### [REQUEST 1]
In the forum thread about young people owning tortoises, what maximum lifespan does the quoted post give for a dog or cat?
### [REQUEST 2]
Write the next part of the forum thread about young people owning tortoises, picking up after its final line.

### [EXTRACT TO READ]
Very well said, sir.


----------



## sibi

Just to add my two cents, I don't believe it's a matter of age on whether someone should own or not own a tortoise, or for that matter, any animal. As some people posted, they've owned pets as a child/teenager and were responsible owners. They did research and understood their commitments. The reason the OP started this post, I think, is because a lot of young people get torts that generally outlive humans. When they find themselves in a dilemma like going to college and having to either give up the tort or leave it with a family member, it seems like the young person didn't think the situation through. BTW, young people aren't the only ones that don't think things through. Many older folks consistently do the same. What I think is that parents, who have the responsibility of helping their children make decisions such as owning and caring for an animal for years to come, really have to be ready and able to commit themselves to caring for that animal IF the child cannot for whatever reason. This is the part of commitment on the part of parents that some fail to see when they buy or allow their child to get a tortoise. Because situations change at various times in life, it can be easy NOT to have foresight on such matters. But, ultimately, it's the parents' responsibility and commitment when they allow their child to own a pet. When that child becomes an adult, then that responsibility switches to them. But, until then, parents should be mindful of their part when allowing their children to own or do anything. Then, perhaps, there won't be so many animals out there that are abandoned, abused, neglected, or euthanized.


----------



## SeeShmemilyPlay

DayDreamer said:


> This is something that has been bugging me for the past few years, seeing 12-17 year olds thinking about getting a tortoise or even a parrot (really any pet that can potentially out live them)
> Tortoises are not like a dog or cat that lives max. 20 years, these little (or giant) guys can live longer then us! And in my eyes thats not a type of commitment a teen or a kid should be able to make... what happens when said 'kid' moves out on there own and cant take the tortoise or falls into money troubles (like most people do when they 1st go out on their own) and cant afford to buy food or new lighting or vet bills (exotic vets are more expensive then 'normal vets')
> It seems really irresponsible in my eyes for a parent to allow someone underage to get a tortoise (unless of course the parent really wants one and is more then willing to take on the responsibility, but even then the parent should get the tortoise not the child)
> 
> ive seen too many kids these days on facebook groups, other forums etc. asking how to talk their parents into letting them get a tortoise.... then later coming back and saying they got it....

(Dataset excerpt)
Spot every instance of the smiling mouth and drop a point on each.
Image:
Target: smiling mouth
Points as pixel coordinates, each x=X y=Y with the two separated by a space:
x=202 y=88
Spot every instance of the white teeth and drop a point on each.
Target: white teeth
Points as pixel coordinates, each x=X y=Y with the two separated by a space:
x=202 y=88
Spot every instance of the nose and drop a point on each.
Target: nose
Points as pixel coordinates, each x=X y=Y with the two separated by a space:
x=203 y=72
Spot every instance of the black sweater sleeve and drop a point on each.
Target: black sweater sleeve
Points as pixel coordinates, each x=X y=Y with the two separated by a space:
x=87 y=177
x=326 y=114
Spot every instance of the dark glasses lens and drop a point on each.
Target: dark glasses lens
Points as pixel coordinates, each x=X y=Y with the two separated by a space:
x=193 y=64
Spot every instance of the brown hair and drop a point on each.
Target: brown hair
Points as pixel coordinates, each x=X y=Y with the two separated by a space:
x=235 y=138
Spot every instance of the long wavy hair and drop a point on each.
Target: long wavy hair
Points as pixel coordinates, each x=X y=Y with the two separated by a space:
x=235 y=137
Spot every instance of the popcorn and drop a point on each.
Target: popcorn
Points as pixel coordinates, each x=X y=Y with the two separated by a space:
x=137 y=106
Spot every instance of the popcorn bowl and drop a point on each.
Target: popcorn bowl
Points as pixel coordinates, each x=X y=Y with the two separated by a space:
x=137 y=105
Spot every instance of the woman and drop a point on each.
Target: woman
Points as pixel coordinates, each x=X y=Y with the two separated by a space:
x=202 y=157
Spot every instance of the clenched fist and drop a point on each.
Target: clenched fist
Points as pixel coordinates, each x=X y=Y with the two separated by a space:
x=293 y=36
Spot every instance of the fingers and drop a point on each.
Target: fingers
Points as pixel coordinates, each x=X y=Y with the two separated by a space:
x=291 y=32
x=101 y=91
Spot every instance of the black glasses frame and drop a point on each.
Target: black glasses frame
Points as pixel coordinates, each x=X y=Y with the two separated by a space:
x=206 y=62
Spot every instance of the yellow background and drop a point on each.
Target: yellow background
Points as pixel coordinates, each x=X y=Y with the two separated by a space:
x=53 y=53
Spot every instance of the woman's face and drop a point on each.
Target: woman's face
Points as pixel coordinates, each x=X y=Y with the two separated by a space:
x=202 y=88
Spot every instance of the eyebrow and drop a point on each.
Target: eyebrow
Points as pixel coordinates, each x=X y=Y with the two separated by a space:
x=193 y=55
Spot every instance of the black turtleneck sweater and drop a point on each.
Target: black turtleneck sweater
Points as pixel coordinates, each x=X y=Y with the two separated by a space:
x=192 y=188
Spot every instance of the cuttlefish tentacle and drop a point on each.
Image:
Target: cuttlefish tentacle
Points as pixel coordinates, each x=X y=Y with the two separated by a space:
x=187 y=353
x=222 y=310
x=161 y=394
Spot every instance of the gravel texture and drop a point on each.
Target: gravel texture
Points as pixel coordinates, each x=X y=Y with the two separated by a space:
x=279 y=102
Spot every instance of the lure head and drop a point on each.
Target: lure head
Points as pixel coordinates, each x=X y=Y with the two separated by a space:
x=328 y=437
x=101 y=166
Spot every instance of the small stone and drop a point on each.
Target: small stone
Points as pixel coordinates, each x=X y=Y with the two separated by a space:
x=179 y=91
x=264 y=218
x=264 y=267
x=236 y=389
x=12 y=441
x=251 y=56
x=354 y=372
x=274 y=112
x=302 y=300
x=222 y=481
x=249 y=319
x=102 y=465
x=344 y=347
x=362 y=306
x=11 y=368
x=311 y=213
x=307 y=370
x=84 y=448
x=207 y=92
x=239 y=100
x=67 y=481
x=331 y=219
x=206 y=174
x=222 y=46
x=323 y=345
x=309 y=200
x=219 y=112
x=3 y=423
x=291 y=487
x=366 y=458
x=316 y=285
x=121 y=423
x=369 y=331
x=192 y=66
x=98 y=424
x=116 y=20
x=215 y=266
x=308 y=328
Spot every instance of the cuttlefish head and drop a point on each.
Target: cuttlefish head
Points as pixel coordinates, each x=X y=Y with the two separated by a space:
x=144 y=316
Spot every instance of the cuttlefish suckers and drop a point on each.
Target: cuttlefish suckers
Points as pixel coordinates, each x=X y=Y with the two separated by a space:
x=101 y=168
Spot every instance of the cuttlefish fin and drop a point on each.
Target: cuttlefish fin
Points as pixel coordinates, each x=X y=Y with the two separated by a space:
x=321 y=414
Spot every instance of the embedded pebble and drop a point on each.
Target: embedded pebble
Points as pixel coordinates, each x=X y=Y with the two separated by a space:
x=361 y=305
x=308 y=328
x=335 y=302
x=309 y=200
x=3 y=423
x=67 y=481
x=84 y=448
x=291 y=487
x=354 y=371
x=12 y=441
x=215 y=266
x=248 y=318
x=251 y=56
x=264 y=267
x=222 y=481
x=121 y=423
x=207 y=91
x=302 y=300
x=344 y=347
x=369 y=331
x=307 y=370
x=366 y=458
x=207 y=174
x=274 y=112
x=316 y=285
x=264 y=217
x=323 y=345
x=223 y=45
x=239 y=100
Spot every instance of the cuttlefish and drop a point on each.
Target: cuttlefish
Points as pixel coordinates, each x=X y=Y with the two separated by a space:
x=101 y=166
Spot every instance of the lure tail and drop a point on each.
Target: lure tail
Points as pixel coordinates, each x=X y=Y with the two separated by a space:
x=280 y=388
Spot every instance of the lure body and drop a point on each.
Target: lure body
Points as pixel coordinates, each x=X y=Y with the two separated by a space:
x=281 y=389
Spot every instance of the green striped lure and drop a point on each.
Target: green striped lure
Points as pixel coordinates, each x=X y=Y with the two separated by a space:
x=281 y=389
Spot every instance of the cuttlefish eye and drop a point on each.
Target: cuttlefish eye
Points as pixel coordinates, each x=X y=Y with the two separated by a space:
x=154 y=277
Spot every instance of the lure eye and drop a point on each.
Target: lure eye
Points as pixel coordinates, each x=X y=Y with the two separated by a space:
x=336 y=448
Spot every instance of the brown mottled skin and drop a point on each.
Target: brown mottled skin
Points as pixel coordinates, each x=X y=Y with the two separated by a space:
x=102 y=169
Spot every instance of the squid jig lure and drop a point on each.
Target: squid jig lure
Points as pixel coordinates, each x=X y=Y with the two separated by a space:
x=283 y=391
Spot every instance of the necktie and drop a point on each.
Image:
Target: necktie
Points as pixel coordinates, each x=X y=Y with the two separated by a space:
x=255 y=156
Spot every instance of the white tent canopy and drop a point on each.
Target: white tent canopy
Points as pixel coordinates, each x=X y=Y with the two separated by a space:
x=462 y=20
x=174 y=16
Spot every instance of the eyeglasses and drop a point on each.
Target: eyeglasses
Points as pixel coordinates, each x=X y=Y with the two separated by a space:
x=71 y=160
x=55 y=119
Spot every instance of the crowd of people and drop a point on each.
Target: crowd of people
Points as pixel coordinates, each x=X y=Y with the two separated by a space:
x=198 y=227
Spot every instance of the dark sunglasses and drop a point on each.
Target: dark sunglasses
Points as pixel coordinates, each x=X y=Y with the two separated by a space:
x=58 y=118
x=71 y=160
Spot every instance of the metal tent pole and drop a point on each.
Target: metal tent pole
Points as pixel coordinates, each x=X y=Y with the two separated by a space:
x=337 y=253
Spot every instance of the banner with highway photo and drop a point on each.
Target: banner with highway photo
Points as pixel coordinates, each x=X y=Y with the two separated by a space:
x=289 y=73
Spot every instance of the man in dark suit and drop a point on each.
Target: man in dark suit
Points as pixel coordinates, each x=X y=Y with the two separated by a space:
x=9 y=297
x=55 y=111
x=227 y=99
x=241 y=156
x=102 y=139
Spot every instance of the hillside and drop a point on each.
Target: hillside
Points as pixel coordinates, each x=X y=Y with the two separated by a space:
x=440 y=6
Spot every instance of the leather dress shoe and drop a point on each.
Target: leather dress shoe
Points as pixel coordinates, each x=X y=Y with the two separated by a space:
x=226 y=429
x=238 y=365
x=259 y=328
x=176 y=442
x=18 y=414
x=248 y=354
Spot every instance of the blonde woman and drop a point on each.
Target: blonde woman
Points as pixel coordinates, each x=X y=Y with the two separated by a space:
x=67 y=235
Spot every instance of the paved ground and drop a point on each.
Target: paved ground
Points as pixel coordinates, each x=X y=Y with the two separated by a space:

### [EXERCISE OUTPUT 1]
20 years.

### [EXERCISE OUTPUT 2]
> I waited 5 years before seriously considering getting one... I knew i didnt have the money or time, and with a toddler it just wasn't a smart choice. I figure something that lives so long deserves to have as much thought put into it as you would if you were deciding if your family was ready for a kid... its a life long commitment... and in that aspect its no different.
> 
> as a society we dont readily let our kids, or teens, make choices that will effect their whole future... most of these choices are made after high school at the age of 18. so why are these parents allowing their kids to make a life long commitment to something living and breathing so easily?
> 
> thoughts?
> am i the only one this bugs?



If a parent is getting a tort for a child or preteen, then they have to make the commitment themselves as well. However, I think if an older teen has had a persistent interest in caring for one for years and has willingly done their own extensive research, I think it's fine. They just have to buy the tort and right equipment themselves, be able to make their own money to provide for the tort, and have plans for the tort.


----------



## kirsty Johnston

I don't nessisarly have a bad opinion on teenagers getting tortoises but do have an opinion on young children getting a tortoise. This is mainly because kids don't understand that torts don't want to be lifted and cuddled and poked and prodded at. They like to hide away and don't do much more than eat and poop. despite having their moments of bum shaking and getting really active when it's warm outside the excitement would easily wear off in a young child - although I do appreciate there are exceptions. 
Teenagers on the other hand always remember their childhood pet and miss them terribly when something bad happens and with a tortoise that isn't always the case and they can grow old together. I was 21 when I got beastie 3 years ago and I have no intention what so ever in getting rid of him and like most people on this forum I take my tort in to consideration for anything that would impact him.


----------



## squirtthetortandfriends50

im 12 and i take great care of squirt


----------



## SeeShmemilyPlay

squirtthetortandfriends50 said:


> im 12 and i take great care of squirt



That's awesome! Just make sure you'll always have a space for him when you move out on your own or to a college dorm where they may not allow Squirt.


----------



## squirtthetortandfriends50

SeeShmemilyPlay said:


> That's awesome! Just make sure you'll always have a space for him when you move out on your own or to a college dorm where they may not allow Squirt.


i will i have him inside now but im building and outside pin


----------



## Gabriella Elia

I'm a teenager and I have a tortoise. Ever since i was six I have been collecting tortoise goods and they have been my favourite animal since I started collecting. I practically begged for a tortoise for 8 years. I've only had Templeton for a year but I look after him very well and do the best I can for him. My mum helps out a bit too but I think as a teenager I'm responsible enough to keep him happy and I'm very dedicated to him.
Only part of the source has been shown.